--- EXCERPTED DATA Enclosed Below ---

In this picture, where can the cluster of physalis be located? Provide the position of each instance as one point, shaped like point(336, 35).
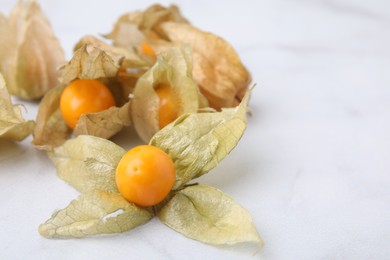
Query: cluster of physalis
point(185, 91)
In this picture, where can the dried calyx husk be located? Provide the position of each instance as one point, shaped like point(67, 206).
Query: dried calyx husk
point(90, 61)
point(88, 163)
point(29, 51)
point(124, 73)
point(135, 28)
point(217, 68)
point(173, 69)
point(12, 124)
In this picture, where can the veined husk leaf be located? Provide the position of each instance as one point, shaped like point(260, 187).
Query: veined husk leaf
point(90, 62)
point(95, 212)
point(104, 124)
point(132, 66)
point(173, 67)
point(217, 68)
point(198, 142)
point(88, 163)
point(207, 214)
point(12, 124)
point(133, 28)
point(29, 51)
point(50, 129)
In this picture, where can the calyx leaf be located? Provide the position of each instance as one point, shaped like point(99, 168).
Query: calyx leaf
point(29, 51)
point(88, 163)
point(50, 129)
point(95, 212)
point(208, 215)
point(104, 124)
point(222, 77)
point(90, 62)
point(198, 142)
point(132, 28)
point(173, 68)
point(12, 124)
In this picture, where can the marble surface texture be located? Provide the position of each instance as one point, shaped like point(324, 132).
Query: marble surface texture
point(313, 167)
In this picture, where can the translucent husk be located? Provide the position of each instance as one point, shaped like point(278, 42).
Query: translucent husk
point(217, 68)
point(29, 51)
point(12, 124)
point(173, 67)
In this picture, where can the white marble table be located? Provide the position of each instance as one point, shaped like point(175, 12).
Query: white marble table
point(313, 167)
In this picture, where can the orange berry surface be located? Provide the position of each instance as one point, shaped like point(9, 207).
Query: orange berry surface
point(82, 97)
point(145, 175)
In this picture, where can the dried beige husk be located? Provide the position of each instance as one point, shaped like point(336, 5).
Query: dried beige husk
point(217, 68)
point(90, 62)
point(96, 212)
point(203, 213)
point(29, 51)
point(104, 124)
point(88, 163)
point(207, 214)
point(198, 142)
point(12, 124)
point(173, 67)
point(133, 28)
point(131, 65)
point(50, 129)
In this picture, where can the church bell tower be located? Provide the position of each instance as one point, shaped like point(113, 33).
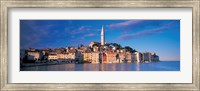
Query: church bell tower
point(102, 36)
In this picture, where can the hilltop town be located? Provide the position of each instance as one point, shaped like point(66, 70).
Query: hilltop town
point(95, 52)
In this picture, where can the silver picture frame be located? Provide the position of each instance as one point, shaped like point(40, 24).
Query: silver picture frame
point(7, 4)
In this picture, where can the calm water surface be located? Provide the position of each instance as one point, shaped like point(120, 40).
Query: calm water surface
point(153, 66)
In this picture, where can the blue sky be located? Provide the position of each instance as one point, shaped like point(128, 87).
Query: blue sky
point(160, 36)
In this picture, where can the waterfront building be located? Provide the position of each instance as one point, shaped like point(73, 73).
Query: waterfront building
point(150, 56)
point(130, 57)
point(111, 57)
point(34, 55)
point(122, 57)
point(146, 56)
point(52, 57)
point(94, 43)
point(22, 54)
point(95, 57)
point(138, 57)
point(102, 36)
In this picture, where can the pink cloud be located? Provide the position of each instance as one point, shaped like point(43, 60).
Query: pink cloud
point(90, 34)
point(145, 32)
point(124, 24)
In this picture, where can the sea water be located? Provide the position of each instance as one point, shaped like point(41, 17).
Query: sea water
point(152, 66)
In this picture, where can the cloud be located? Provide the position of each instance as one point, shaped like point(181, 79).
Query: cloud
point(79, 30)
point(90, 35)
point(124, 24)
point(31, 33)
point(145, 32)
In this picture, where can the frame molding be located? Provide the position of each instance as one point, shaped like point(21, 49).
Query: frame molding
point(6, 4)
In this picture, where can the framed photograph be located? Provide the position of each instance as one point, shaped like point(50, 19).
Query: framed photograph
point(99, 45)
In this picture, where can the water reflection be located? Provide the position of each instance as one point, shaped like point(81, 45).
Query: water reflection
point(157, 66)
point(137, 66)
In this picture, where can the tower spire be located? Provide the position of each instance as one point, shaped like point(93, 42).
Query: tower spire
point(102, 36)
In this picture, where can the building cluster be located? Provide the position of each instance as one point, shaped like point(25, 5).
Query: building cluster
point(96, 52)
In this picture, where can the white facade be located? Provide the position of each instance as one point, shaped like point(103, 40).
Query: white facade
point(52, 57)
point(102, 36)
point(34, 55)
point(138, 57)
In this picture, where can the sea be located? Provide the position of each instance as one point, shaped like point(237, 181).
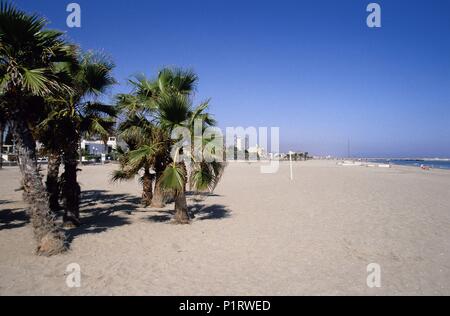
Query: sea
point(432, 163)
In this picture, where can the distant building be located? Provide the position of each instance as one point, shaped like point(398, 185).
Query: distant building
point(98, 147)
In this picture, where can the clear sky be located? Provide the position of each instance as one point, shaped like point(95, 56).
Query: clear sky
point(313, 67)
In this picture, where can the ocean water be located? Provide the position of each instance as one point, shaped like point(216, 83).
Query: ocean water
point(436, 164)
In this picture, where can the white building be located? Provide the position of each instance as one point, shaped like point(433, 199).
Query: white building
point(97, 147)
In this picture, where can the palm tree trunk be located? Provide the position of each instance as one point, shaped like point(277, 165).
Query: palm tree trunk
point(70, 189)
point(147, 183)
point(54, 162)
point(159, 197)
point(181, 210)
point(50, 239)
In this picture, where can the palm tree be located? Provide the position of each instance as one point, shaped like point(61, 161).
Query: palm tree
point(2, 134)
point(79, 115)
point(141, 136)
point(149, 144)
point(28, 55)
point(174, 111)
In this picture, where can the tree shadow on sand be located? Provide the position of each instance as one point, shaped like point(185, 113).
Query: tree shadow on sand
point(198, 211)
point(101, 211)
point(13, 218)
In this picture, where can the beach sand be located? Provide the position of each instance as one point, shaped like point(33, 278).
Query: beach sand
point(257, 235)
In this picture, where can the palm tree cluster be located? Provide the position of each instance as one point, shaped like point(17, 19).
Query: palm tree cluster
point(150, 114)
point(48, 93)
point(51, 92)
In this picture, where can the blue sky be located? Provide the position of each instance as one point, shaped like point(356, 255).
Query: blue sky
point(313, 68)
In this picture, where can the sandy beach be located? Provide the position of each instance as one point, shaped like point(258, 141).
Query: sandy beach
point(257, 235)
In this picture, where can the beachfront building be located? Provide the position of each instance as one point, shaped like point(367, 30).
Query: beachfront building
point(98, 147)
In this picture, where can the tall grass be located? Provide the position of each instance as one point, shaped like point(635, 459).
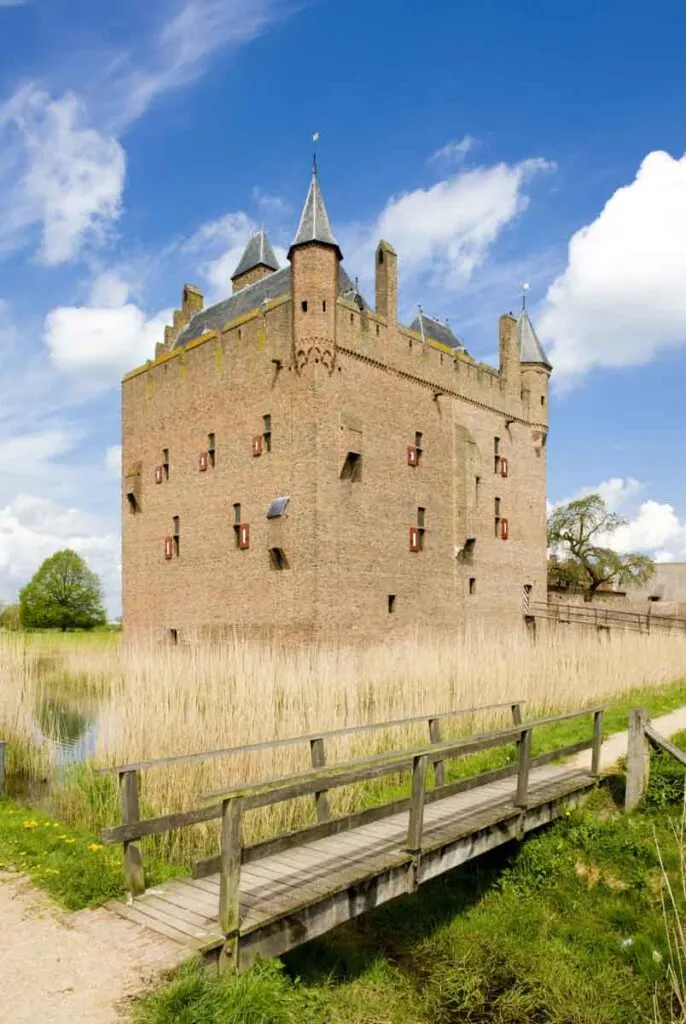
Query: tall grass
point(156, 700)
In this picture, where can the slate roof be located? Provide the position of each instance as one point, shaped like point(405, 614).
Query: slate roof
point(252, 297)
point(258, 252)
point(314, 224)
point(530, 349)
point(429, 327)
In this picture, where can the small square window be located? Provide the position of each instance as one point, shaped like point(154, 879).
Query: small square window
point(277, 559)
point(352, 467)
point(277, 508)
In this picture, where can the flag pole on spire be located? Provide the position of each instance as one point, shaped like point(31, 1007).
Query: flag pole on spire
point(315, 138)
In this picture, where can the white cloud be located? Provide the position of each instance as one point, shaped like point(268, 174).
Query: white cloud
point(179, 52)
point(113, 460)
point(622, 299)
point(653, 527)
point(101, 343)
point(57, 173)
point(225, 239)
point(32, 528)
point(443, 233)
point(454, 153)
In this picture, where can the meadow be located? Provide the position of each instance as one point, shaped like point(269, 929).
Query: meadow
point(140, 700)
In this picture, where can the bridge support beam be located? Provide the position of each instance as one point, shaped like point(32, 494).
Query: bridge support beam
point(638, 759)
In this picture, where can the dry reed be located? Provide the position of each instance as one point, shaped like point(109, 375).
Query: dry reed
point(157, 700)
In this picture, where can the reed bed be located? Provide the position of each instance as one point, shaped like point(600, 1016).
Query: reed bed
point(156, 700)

--- End of Enclosed EXCERPTED DATA ---

EXERCISE PROMPT: Give back each line above verbatim, dropping every picture.

COMPLETED EXERCISE:
In this picture, where can the cluster of physalis be located? Provide the position of each instance as one point, shaped like point(336, 35).
Query: cluster of physalis
point(185, 91)
In this picture, where can the dried calyx husk be located? Provide the position of each instance as one point, shaped like point(67, 206).
Query: dried calyx husk
point(90, 61)
point(88, 163)
point(29, 51)
point(124, 73)
point(135, 28)
point(217, 68)
point(173, 69)
point(12, 124)
In this picture, where can the veined husk leaf be located? Provide the position of each instance as one point, shaped like point(260, 187).
Query: veined husk leaf
point(90, 62)
point(95, 212)
point(104, 124)
point(132, 66)
point(173, 67)
point(217, 68)
point(198, 142)
point(88, 163)
point(207, 214)
point(12, 124)
point(133, 28)
point(29, 51)
point(50, 129)
In this picture, where can the calyx leaf be located? Provide the position of each instance as one point, shaped like point(99, 168).
Query: calyx leaf
point(29, 51)
point(88, 163)
point(50, 129)
point(95, 212)
point(208, 215)
point(104, 124)
point(222, 77)
point(90, 62)
point(198, 142)
point(132, 28)
point(173, 68)
point(12, 124)
In this picture, where can the marble surface texture be located? Provide the position of each instance as one point, shaped like point(324, 132).
Query: marble surface texture
point(313, 167)
In this picture, where can the translucent husk be located? Provide the position of each instance as one point, shaped like point(278, 42).
Query: translucent husk
point(217, 68)
point(29, 51)
point(12, 124)
point(173, 67)
In this picture, where can the white marble table be located? Provide the position of each instance as one point, shaped like point(175, 12).
Query: white marble table
point(313, 167)
In this picture, where can the orange berry surface be located? Provide the position of each instance as one point, shaped like point(9, 207).
Query: orange berry surface
point(82, 97)
point(145, 175)
In this picture, where can the dried beige husk be located? Provide the position of each instance as one point, shaped like point(336, 5).
Query: dried beige husk
point(217, 68)
point(90, 62)
point(96, 212)
point(203, 213)
point(29, 51)
point(104, 124)
point(88, 163)
point(207, 214)
point(198, 142)
point(12, 124)
point(173, 67)
point(133, 28)
point(131, 65)
point(50, 129)
In this picture, where can the church bell tower be located? Provide the position of each instance as one point, shaped like point(113, 33).
Query: church bell tower
point(102, 36)
In this picture, where can the hilltop town be located? Provide the position of each instance as one point, shaped like point(66, 70).
Query: hilltop town
point(95, 52)
In this picture, where can the silver picture frame be located? Provide the position of each instance as one point, shaped like point(40, 24).
Query: silver picture frame
point(7, 4)
In this picture, where can the calm water surface be located? Provide the position of each instance as one point, shaped like point(120, 40).
Query: calm water surface
point(153, 66)
In this picture, where can the blue sky be located? Provide the position of each instance as one point, shaped like point(128, 87).
Query: blue sky
point(160, 36)
In this picture, where can the waterfront building be located? Provide the position of each instance as one point, shaped like point(73, 73).
Query: waterfront building
point(150, 56)
point(130, 57)
point(111, 57)
point(34, 55)
point(122, 57)
point(146, 56)
point(52, 57)
point(94, 43)
point(22, 54)
point(95, 57)
point(138, 57)
point(102, 36)
In this picture, where can the pink cloud be located? Provide the position of each instance as one point, shaped like point(43, 60).
Query: pink cloud
point(90, 34)
point(145, 32)
point(124, 24)
In this picture, where can the sea water be located? Provide the position of each instance as one point, shaped like point(41, 17).
Query: sea water
point(152, 66)
In this picture, where can the cloud be located? Provide the position of each instance as one point, shaped like point(181, 79).
Query: cloud
point(79, 30)
point(90, 35)
point(124, 24)
point(31, 33)
point(145, 32)
In this picture, where can the frame molding be located? Provide the position of each instance as one point, shaped like point(21, 49).
Query: frame molding
point(6, 4)
In this picture, where can the framed photograph be located? Provide the position of each instance as one point, shaped like point(50, 19).
Query: framed photograph
point(99, 45)
In this picture, where can the water reflection be located? Provide the position of each instance as one point, shaped like point(81, 45).
Query: water reflection
point(157, 66)
point(137, 66)
In this picture, where can the tower spire be located? Provide the position of each instance as one point, shaped like point(93, 42).
Query: tower spire
point(102, 36)
In this picture, where can the building cluster be located? Provide the position of each instance as one point, shaped like point(25, 5).
Query: building cluster
point(96, 52)
In this picture, where can the white facade be located? Provide the position of each instance as one point, shaped like point(103, 40).
Query: white facade
point(52, 57)
point(102, 36)
point(34, 55)
point(138, 57)
In this picture, where can the sea be located? Provide the position of each instance as one point, shaped like point(237, 181).
Query: sea
point(432, 163)
In this picture, where can the distant building be located? Provide the position of each instance as one point, shaped like point(398, 185).
Query: distant building
point(98, 147)
In this picture, where can the clear sky be located? Provide the position of each instance as one point, shaped like point(95, 56).
Query: clear sky
point(313, 67)
In this picture, where can the ocean water be located? Provide the position of each instance as one point, shaped like point(216, 83).
Query: ocean water
point(436, 164)
In this picture, where can the white building be located? Provide the position of each instance as one point, shaped like point(433, 199).
Query: white building
point(97, 147)
In this picture, where can the palm tree trunk be located? Provide the position of each instance as one point, shaped like point(277, 165).
Query: palm tree trunk
point(70, 189)
point(147, 183)
point(54, 162)
point(159, 197)
point(181, 210)
point(50, 239)
In this picture, where can the palm tree be located? Provide the position of each instance as one point, shaped like point(61, 161).
Query: palm tree
point(2, 134)
point(79, 115)
point(141, 136)
point(149, 144)
point(28, 55)
point(174, 111)
In this picture, where can the tree shadow on sand be located? Provide the position of each instance as one point, shaped like point(185, 113).
Query: tree shadow on sand
point(198, 211)
point(101, 211)
point(13, 218)
In this picture, where can the beach sand be located? Provide the position of each instance as one point, shaped like point(33, 278).
Query: beach sand
point(257, 235)
In this picture, where can the palm tree cluster be located? Provide the position of each instance as one point, shaped like point(17, 19).
Query: palm tree cluster
point(150, 114)
point(48, 93)
point(51, 92)
In this picture, where can the blue sky be located? Provide the position of each instance as one point, shaped like point(356, 255).
Query: blue sky
point(313, 68)
In this picture, where can the sandy beach be located? Provide the position of each instance as one point, shaped like point(258, 141).
Query: sandy beach
point(257, 235)
In this picture, where can the beachfront building be located? Provide the position of each instance as one point, shaped like point(367, 30).
Query: beachfront building
point(98, 147)
In this picture, where can the tall grass be located? Provide the position of each instance as one point, shaped like point(635, 459).
Query: tall grass
point(156, 700)
In this picture, where can the slate roof be located? Provide the position of each instance as one point, shaped like point(405, 614).
Query: slate roof
point(252, 297)
point(258, 252)
point(314, 224)
point(530, 349)
point(429, 327)
In this picture, where can the small square window be located? Provide the position of each instance as one point, shaped like point(154, 879).
Query: small square window
point(277, 559)
point(352, 467)
point(277, 508)
In this picture, where can the flag pole on spire be located? Provide the position of each instance as one point, shaped like point(31, 1007).
Query: flag pole on spire
point(315, 138)
In this picture, where can the white cloud be located? Provide the position of each instance as one point, shaped like point(268, 174).
Query: white cloud
point(179, 52)
point(113, 460)
point(622, 299)
point(653, 527)
point(101, 343)
point(57, 173)
point(225, 239)
point(32, 528)
point(443, 233)
point(454, 153)
In this picture, where can the meadow be located? Provide the position of each instance as one point, shaped like point(269, 929).
Query: meadow
point(140, 700)
In this picture, where can the bridge support beam be located? Provide the position of each instance as one point, shaped like point(32, 494).
Query: bridge support beam
point(638, 759)
In this picture, where can the dry reed be located? Provide the position of each instance as one point, shaped like point(109, 375).
Query: dry reed
point(157, 700)
In this picture, where can the reed bed be located? Provide the position of each instance as one point, shaped like point(600, 1016).
Query: reed bed
point(156, 700)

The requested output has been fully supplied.